Rewrite every item below, replacing each "Objective" with "Goal" and leaving everything else unchanged.
BEGIN Input rows
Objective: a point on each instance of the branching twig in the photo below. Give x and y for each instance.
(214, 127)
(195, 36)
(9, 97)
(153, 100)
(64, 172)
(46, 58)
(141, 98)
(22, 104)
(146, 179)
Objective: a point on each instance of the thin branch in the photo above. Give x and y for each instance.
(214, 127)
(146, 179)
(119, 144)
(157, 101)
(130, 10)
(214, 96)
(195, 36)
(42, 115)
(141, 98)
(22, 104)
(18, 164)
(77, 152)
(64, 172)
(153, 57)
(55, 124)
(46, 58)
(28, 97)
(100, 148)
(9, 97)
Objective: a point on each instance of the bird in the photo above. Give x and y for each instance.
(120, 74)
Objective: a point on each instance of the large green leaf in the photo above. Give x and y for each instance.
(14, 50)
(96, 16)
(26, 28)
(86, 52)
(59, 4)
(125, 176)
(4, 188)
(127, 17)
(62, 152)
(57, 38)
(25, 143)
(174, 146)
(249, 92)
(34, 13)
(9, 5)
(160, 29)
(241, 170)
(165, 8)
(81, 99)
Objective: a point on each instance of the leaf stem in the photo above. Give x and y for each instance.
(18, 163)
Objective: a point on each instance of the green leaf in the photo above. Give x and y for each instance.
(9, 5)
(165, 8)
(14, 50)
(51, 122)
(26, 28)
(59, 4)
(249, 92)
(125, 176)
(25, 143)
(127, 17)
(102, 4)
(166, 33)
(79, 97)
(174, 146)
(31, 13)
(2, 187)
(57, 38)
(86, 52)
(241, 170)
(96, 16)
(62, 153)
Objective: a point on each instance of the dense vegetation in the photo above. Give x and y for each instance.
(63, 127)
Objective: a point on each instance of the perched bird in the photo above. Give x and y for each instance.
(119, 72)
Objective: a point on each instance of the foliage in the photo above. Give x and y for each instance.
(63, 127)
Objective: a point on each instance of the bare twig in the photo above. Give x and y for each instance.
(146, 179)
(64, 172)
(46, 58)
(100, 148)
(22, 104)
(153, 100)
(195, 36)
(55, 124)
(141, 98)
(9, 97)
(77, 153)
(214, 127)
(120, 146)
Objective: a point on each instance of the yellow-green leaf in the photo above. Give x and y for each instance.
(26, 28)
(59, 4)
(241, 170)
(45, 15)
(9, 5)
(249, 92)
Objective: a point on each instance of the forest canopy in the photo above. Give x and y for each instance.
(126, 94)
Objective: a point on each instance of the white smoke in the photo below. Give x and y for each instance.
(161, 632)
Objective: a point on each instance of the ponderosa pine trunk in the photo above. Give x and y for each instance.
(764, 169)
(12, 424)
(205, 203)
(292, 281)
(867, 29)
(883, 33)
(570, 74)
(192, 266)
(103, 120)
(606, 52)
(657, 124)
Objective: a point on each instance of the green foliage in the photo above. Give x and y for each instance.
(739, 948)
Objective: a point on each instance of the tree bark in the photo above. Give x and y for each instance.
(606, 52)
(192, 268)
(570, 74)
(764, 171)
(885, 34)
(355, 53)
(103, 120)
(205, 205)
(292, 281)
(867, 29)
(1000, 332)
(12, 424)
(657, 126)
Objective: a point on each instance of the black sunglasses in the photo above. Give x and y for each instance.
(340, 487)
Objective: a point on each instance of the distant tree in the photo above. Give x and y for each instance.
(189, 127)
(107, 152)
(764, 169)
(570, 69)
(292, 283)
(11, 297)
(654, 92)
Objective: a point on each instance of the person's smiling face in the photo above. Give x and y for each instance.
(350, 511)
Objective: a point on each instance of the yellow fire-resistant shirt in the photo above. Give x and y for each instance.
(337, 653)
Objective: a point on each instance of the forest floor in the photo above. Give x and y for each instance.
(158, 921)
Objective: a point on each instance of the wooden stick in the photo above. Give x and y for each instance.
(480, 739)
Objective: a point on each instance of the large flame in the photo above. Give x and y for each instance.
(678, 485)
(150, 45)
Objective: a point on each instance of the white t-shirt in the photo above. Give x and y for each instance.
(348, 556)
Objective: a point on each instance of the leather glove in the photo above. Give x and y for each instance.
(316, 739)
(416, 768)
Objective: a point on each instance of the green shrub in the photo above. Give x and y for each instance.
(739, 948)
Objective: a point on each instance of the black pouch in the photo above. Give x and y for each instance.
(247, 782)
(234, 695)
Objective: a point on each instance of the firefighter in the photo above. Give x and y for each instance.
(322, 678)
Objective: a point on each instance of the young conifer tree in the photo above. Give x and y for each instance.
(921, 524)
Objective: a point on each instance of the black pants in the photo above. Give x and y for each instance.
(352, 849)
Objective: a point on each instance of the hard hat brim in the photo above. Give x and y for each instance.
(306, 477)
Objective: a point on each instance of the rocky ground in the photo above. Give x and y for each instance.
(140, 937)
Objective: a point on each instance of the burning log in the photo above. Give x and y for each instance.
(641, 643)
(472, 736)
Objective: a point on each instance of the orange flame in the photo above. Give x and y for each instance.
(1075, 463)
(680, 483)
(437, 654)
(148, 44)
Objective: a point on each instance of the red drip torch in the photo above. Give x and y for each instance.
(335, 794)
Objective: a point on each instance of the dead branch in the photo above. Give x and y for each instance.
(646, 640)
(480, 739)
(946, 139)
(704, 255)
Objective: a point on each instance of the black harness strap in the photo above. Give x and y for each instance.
END Input rows
• Exercise result:
Goal: a point on each instance of the branching twig in the photo below. Give x and y for each instance.
(214, 127)
(195, 36)
(9, 97)
(153, 100)
(64, 172)
(46, 58)
(141, 98)
(22, 104)
(146, 179)
Goal: a point on each instance of the thin branch in the photo above. Give x and y for each instance.
(214, 127)
(146, 179)
(119, 144)
(157, 101)
(130, 10)
(214, 96)
(195, 36)
(42, 115)
(141, 98)
(22, 104)
(18, 164)
(77, 152)
(64, 172)
(153, 57)
(55, 124)
(46, 58)
(28, 97)
(100, 148)
(9, 97)
Goal: a point on each instance of the bird in the photo above. Give x and y for each instance.
(120, 74)
Goal: a point on each instance of the large green leaf in the photo above. Give x and y for each instance.
(14, 50)
(96, 16)
(26, 28)
(86, 52)
(59, 4)
(125, 176)
(4, 188)
(127, 17)
(62, 152)
(57, 38)
(25, 143)
(174, 146)
(249, 92)
(34, 13)
(9, 5)
(160, 29)
(241, 170)
(165, 8)
(81, 99)
Goal: a point on each instance of the leaf stem in the photo above. Give x and y for each instance.
(18, 163)
Goal: a point on each instance of the green leaf in the photo above. Give x and y for each instance.
(9, 5)
(165, 8)
(14, 50)
(51, 122)
(26, 28)
(59, 4)
(249, 92)
(125, 176)
(25, 143)
(127, 17)
(102, 4)
(166, 33)
(79, 97)
(174, 146)
(31, 13)
(2, 187)
(57, 38)
(86, 52)
(241, 170)
(96, 16)
(62, 153)
Goal: a point on each instance of the dense vegetation in the photo above. Give x and y for each instance.
(63, 127)
Goal: a point on each instance of the perched bird in the photo above. Give x and y for each instance.
(119, 72)
Goal: a point on each instance of the foliage in the photo above. Give x and y for each instance.
(63, 127)
Goal: a point on each instance of the bare twig in the photo above. Give x and y for each instance.
(146, 179)
(64, 172)
(46, 58)
(100, 148)
(22, 104)
(153, 100)
(195, 36)
(55, 124)
(141, 98)
(9, 97)
(77, 153)
(214, 127)
(120, 146)
Goal: a point on each instance of the yellow-green leaf in the photo above. Give x and y for each instance.
(26, 28)
(59, 4)
(241, 170)
(45, 15)
(9, 5)
(249, 92)
Goal: a point on each instance of the forest canopy in the photo above. Give x and y for each instance.
(126, 94)
Goal: a point on each instance of the white smoke in the photo below. Give x and y for each instance.
(161, 632)
Goal: a point on each instance of the ponderosa pine trunk in the photo above. Give x and y for each instance.
(764, 169)
(12, 424)
(205, 203)
(292, 281)
(867, 29)
(883, 33)
(570, 74)
(192, 266)
(103, 120)
(606, 52)
(657, 124)
Goal: a point on each instance of the green foliage in the photo above. Give x and y for each instance.
(739, 948)
Goal: a point on each instance of the tree bark in the photo above. Give x and y for each instance.
(606, 52)
(192, 268)
(570, 74)
(764, 171)
(885, 34)
(355, 53)
(103, 120)
(205, 205)
(292, 281)
(867, 29)
(1000, 332)
(12, 424)
(657, 126)
Goal: a point on each instance of the black sunglasses in the photo above. Give x and y for each instance.
(340, 487)
Goal: a point on each instance of the distant tree in the photo above. Give x and y for each instance.
(189, 127)
(107, 152)
(764, 169)
(570, 69)
(292, 283)
(11, 297)
(654, 92)
Goal: a point on each instance of the person's smiling face in the photo above. Give x and y for each instance.
(350, 511)
Goal: a point on each instance of the yellow fire-resistant shirt in the photo above. Give x and y for each instance.
(337, 653)
Goal: a point on each instance of the forest floor in the photo above. Give x and y for each instance.
(158, 921)
Goal: a point on each instance of the wooden stick in the photo above. Give x and y for each instance.
(480, 739)
Goal: a point on each instance of the large flame in the photo above. Give x and y for each instance.
(678, 485)
(150, 45)
Goal: a point on each instance of the white t-shirt in the photo above. Give x and y for each instance.
(348, 556)
Goal: a point on each instance of the leather glove in the photo above. Give x and y for each instance.
(316, 739)
(416, 768)
Goal: a point on each instance of the green shrub in the photo above. Give x and y for each instance.
(739, 948)
Goal: a point on each instance of the black pouch in the photo above. Give x and y for each instance.
(247, 782)
(234, 695)
Goal: a point on each instance of the firefighter in the photo above. Give x and y for each instance.
(322, 678)
Goal: a point on each instance of the young conifer tree in the photo above. Give x and y for each instance.
(921, 524)
Goal: a point on each instance of the black pants in the photo above. Give x and y for each instance.
(352, 849)
Goal: a point on each instance of the hard hat brim in the photo above. Give x and y for each instance.
(306, 477)
Goal: a point on each instance of the rocky ground in the photo above. Give x and y for each instance.
(140, 937)
Goal: a point on each instance of the burning log in the photo above. Give x and y for each instance.
(641, 643)
(472, 736)
Goal: a point on each instance of the orange flame in the photo above. Give x and y for each instance.
(1075, 463)
(680, 483)
(437, 654)
(148, 44)
Goal: a point on each instance of the red drip torch in the photo above. Give x and y for each instance.
(335, 794)
Goal: a point on each instance of the dead branch in the photo above. Give x and y for each instance.
(646, 640)
(480, 739)
(946, 139)
(704, 255)
Goal: a point on each instance of the black harness strap in the photo above. Give x and y for each instance.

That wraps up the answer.